_Exercise description_
Rewrite the material starting at the line containing "Draw the outline of every instance of the **house" and ending with the line containing "105 186 L 122", with "house exterior wall" changed to "building facade" and everything else left the same.

· · · · · · ·

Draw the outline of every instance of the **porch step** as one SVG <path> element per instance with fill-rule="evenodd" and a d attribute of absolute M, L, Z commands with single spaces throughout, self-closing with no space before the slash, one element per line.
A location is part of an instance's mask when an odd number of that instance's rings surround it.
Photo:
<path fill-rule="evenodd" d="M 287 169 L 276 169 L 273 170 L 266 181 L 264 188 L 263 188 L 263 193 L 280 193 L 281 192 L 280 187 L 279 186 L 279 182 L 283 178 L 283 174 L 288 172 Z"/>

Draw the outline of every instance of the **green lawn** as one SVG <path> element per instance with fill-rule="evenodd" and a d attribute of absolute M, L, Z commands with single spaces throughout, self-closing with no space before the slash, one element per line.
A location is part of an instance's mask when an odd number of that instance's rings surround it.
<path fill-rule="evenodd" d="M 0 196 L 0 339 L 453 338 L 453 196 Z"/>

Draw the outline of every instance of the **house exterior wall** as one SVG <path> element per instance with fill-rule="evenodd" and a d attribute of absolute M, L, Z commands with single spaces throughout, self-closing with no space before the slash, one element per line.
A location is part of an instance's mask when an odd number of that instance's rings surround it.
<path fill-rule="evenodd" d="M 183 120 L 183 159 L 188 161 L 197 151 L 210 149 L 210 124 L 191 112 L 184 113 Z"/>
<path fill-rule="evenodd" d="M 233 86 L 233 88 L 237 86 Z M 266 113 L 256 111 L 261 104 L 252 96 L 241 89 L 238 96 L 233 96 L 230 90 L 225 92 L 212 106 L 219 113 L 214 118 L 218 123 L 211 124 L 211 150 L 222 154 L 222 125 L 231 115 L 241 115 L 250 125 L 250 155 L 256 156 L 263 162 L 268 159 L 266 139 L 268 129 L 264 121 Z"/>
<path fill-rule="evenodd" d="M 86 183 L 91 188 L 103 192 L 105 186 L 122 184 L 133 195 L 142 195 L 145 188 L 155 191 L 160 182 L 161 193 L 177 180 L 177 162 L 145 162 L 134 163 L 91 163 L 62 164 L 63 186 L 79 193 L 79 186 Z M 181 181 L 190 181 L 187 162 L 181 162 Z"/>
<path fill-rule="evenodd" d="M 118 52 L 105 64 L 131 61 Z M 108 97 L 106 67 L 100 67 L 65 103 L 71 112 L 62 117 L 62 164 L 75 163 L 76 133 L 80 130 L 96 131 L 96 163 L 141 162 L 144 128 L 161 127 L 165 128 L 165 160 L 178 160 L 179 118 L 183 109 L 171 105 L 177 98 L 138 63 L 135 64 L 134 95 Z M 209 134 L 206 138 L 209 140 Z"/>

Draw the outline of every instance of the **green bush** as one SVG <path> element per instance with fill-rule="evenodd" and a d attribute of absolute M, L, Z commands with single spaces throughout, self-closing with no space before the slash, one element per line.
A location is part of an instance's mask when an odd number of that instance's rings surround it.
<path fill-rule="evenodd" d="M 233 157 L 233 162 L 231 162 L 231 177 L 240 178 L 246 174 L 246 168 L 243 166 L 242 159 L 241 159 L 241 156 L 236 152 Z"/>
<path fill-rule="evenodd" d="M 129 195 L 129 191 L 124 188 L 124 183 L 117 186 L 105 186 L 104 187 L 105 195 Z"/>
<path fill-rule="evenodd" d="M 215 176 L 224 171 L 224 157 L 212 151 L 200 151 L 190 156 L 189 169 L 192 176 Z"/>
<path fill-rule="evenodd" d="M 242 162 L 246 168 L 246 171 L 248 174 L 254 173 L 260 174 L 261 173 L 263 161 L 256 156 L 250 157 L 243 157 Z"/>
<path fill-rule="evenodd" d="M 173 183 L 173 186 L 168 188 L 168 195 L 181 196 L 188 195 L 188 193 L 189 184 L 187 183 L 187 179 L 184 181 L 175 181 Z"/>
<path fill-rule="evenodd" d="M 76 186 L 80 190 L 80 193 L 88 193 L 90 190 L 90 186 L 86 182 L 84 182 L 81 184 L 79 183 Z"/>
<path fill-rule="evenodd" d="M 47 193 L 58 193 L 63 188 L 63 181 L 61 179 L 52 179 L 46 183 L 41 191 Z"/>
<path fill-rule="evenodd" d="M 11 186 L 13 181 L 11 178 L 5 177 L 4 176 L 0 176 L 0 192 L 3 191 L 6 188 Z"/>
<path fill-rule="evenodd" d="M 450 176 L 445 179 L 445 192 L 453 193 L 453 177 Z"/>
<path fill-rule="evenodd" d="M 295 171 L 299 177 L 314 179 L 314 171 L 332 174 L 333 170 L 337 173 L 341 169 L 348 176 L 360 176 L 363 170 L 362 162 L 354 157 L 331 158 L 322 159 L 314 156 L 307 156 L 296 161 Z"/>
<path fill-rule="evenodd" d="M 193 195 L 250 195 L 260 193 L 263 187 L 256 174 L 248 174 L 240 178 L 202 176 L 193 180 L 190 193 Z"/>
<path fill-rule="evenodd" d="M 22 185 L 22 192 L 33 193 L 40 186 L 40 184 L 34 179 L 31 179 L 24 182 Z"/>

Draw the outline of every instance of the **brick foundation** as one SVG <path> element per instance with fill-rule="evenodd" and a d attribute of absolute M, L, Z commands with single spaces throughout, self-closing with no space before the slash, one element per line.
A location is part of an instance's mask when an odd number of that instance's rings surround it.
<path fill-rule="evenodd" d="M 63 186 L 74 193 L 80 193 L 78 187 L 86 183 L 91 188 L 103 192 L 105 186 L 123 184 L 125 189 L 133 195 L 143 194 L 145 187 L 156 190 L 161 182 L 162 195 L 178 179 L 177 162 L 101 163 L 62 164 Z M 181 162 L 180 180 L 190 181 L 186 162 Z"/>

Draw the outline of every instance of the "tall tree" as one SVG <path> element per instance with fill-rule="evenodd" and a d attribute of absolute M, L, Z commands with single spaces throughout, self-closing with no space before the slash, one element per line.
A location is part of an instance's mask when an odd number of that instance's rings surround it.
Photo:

· · · · · · ·

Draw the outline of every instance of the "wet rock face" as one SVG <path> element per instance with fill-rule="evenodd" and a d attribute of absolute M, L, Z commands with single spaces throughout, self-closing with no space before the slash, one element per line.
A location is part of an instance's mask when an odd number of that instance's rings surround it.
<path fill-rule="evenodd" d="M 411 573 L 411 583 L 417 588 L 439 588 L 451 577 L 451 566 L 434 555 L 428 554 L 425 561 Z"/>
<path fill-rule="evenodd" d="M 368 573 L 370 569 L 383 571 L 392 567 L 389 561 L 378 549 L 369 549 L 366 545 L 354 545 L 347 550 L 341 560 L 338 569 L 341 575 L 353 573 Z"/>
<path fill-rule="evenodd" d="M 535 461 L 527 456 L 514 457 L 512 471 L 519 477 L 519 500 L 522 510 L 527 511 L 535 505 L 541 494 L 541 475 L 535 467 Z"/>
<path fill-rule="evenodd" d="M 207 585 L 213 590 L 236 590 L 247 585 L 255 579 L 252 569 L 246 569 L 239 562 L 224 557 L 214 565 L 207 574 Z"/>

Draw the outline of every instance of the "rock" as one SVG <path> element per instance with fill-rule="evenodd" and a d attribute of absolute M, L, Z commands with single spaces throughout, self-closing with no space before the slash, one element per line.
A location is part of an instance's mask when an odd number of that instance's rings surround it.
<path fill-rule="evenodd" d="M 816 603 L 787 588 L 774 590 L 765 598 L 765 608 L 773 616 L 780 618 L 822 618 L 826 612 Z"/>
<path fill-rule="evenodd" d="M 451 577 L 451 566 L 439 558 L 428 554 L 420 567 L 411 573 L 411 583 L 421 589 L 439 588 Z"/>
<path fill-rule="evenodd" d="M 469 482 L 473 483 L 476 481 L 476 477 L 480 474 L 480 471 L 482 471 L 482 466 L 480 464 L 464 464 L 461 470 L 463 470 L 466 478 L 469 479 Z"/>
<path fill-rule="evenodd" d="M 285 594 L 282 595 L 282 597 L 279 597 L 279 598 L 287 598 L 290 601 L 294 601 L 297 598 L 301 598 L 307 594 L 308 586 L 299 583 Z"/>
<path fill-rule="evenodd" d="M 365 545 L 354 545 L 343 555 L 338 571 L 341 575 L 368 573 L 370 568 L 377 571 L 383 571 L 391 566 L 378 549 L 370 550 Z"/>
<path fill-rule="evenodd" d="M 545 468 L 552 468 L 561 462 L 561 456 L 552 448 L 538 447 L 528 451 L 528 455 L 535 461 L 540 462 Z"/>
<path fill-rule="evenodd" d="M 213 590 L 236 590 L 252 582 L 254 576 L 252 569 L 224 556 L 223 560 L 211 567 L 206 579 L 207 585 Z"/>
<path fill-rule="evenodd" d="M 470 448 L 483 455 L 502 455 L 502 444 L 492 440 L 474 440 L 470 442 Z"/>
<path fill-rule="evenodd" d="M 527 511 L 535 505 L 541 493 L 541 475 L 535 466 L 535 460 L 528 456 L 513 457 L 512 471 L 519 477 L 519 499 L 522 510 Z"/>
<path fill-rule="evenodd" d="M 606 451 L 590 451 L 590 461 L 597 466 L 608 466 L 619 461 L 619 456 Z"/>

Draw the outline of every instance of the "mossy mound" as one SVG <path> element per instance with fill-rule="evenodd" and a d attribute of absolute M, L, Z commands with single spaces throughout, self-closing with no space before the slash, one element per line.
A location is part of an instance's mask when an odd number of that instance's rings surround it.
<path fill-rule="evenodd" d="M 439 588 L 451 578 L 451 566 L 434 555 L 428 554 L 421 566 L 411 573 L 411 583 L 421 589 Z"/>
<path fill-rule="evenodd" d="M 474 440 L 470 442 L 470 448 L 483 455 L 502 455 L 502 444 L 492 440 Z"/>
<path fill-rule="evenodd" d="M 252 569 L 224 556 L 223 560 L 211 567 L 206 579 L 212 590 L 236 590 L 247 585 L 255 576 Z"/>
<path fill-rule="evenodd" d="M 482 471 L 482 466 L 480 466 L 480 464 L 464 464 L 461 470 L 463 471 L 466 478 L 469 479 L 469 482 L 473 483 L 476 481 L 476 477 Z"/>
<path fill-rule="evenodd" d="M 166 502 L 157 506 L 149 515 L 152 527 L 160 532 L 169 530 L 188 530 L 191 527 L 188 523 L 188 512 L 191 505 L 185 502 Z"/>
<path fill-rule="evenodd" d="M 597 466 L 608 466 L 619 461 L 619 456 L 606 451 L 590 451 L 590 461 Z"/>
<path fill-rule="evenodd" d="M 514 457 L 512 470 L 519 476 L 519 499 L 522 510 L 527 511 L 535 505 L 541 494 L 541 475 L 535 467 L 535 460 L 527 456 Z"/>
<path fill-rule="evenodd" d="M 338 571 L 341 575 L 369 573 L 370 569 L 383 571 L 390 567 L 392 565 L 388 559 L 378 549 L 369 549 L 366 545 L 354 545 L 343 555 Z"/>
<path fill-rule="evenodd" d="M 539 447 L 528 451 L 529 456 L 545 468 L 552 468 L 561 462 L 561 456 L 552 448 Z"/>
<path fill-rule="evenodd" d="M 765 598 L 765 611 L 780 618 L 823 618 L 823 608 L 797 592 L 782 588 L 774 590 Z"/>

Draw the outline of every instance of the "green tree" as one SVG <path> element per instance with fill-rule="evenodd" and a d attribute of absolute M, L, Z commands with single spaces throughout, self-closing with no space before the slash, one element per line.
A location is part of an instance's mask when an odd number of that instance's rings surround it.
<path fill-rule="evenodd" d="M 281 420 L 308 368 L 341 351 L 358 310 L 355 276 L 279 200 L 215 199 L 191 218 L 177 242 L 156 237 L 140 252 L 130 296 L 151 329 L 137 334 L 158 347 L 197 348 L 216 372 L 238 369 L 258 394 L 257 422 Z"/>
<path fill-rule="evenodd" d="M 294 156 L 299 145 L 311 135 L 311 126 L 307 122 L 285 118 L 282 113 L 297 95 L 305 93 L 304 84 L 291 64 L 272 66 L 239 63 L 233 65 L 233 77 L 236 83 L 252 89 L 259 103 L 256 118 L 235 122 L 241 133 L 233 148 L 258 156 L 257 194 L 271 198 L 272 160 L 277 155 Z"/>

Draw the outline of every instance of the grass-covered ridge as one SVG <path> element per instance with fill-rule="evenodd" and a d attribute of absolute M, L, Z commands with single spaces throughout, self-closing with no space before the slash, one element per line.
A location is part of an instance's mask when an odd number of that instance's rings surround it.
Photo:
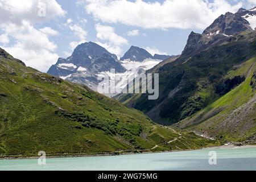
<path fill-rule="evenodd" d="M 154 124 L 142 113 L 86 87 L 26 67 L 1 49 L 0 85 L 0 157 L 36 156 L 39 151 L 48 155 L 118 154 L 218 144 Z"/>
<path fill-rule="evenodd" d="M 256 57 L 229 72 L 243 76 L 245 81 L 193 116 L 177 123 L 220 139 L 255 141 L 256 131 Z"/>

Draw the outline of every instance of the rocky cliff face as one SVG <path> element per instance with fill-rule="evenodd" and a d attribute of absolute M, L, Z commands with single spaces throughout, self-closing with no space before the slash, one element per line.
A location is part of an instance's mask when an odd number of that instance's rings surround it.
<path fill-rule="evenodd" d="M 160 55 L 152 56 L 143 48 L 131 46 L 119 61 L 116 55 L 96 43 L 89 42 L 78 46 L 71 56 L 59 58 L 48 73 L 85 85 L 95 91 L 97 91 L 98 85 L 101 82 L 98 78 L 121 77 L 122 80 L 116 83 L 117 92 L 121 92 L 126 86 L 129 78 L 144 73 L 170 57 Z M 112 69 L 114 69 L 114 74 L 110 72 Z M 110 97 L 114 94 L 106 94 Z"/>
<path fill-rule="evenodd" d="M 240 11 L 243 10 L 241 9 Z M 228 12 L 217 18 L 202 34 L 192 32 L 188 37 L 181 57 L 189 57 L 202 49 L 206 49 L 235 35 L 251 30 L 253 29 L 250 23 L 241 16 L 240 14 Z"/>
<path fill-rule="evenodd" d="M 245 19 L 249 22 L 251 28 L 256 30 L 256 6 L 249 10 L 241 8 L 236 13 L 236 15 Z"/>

· · · · · · ·

_The reply_
Draw the outline of every instance of the **building facade** as one SVG <path> element per instance with fill-rule="evenodd" and a d attribute of absolute M, L, Z commands with single spaces throughout, self-closing with no space before the slash, one element per line.
A location is part of an instance's mask when an odd number of that instance's rings surround it.
<path fill-rule="evenodd" d="M 183 120 L 183 159 L 188 161 L 197 151 L 210 149 L 210 124 L 191 112 L 184 113 Z"/>
<path fill-rule="evenodd" d="M 233 86 L 233 88 L 237 86 Z M 266 113 L 256 111 L 261 104 L 252 96 L 241 89 L 238 96 L 233 96 L 230 90 L 225 92 L 212 106 L 219 113 L 214 118 L 218 123 L 211 124 L 211 150 L 222 154 L 222 125 L 231 115 L 241 115 L 250 125 L 250 155 L 256 156 L 263 162 L 268 159 L 266 139 L 268 129 L 264 121 Z"/>
<path fill-rule="evenodd" d="M 86 183 L 91 188 L 103 192 L 105 186 L 122 184 L 133 195 L 142 195 L 145 188 L 155 191 L 160 182 L 161 193 L 177 180 L 177 162 L 145 162 L 134 163 L 91 163 L 62 164 L 63 186 L 79 193 L 79 186 Z M 181 181 L 190 181 L 187 162 L 181 162 Z"/>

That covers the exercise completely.